▸ **PAGE EXCERPT**
------------------------------
Compute this determinant only using determinant properties Compute $$\begin{vmatrix}
1 & x & x^2 & x^3 \\
1 & y & y^2 & y^3 \\
1 & z & z^2 & z^3 \\
1 & x+y+z & xy+yz+zx & xyz
\end{vmatrix}$$,where $x,y,z \in \mathbb{R}$.
I tried to create zeroes on the first line,but this doesn't seem to work.
 A: That determinant is $0$, because the fourth column is equal to the sum of:


*

*the first column times $xyz$;

*the second column times $-xy-xz-yz$;

*the third column times $x+y+z$.

A: Here is a solution whose spirit is more "matricial" than "determinantal", but that explains the why and how of this exercice, and gives the result (determinant = 0).
Let us recall first that "the" third degree polynomial with roots $x,y,z$ can be written :
$$(t-x)(t-y)(t-z)=-xyz+(xy+yz+zx)t-(x+y+z)t^2+t^3$$
(we have chosen to use the article "the" because we comply to the classical convention with dominant coefficient is $1$).
In particular, taking $t=x$, the LHS is $0$, thus we have 
$$-xyz+(xy+yz+zx)x-(x+y+z)x^2+x^3=0 \tag{1}$$
Similar identities for $y$ and $z$ :
$$-xyz+(xy+yz+zx)y-(x+y+z)y^2+y^3=0 \tag{2}$$
$$-xyz+(xy+yz+zx)z-(x+y+z)z^2+z^3=0 \tag{3}$$
Now consider the matrix product :
$$\begin{pmatrix}1 & x & x^2 & x^3 \\
1 & y & y^2 & y^3 \\
1 & z & z^2 & z^3 \\
1 & x+y+z & xy+yz+zx & xyz\end{pmatrix}\begin{pmatrix}-xyz\\xy+yz+zx\\-(x+y+z)\\1\end{pmatrix}=\begin{pmatrix}0\\0\\0\\0\end{pmatrix} \tag{4}$$
(the three first zeros are due to identities (1), (2), (3) ; the last zero being due to terms cancellations).
What conclusion drawn from (4) ? That the image of a  non zero vector is the zero vector ; as the zero vector is also sent onto the zero vector, the transformation associated with the matrix is not a bijection ; thus its determinant is zero. 
Remark 1 : This is in fact very close to the (direct) solution given by @José Carlos Santos, but for the fact that the coefficients survene in a natural way.
------------------------------
▸ **SOURCE DATA**
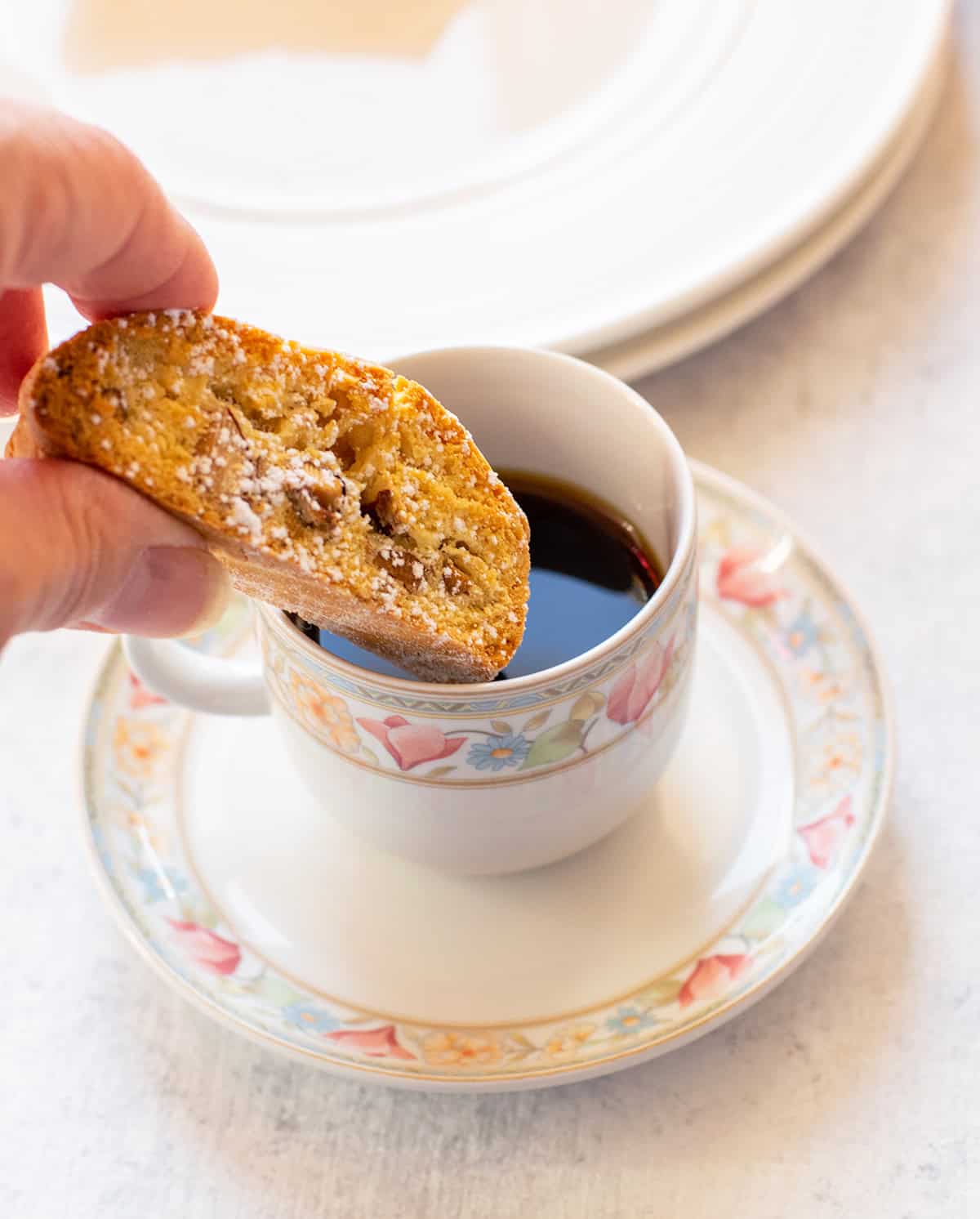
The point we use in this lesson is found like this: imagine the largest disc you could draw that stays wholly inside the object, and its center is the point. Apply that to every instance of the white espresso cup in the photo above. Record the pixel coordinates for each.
(499, 777)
------------------------------
▸ **WHAT THE EXERCISE ASKS**
Transcribe the passage from the determinant discussion above, beginning at the words "What conclusion drawn" and stopping after the words "a natural way.".

▸ **WRITTEN SOLUTION**
What conclusion drawn from (4) ? That the image of a  non zero vector is the zero vector ; as the zero vector is also sent onto the zero vector, the transformation associated with the matrix is not a bijection ; thus its determinant is zero. 
Remark 1 : This is in fact very close to the (direct) solution given by @José Carlos Santos, but for the fact that the coefficients survene in a natural way.